_WHAT IS REQUIRED_
Down to the last line, repeat the entries exactly and drop any image.
+ + + + +
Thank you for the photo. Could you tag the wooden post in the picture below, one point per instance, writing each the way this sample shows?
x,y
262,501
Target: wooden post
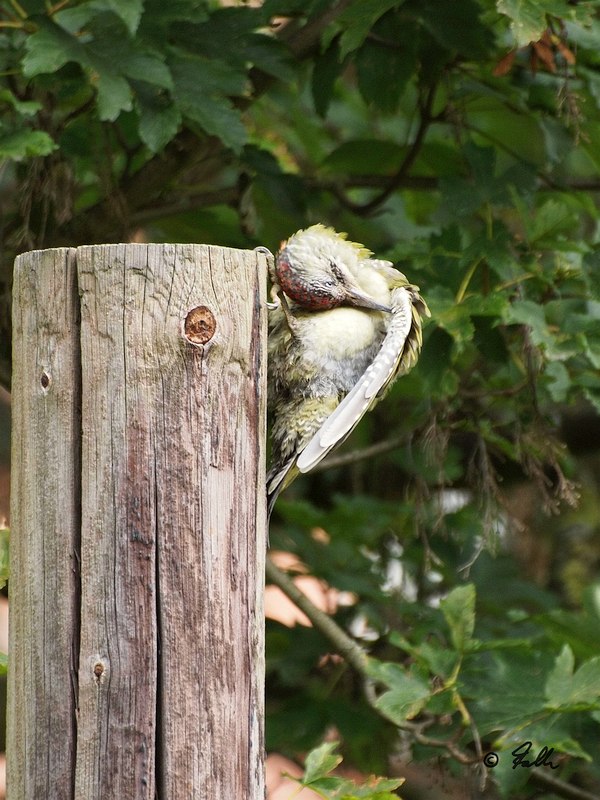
x,y
138,524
+ + + + +
_SOLUTION FOR THIS PROBLEM_
Thank you for the photo. Could you tag the wooden post in the picture below, one point per instance, writing each the way this sample shows?
x,y
262,501
Target: wooden post
x,y
138,524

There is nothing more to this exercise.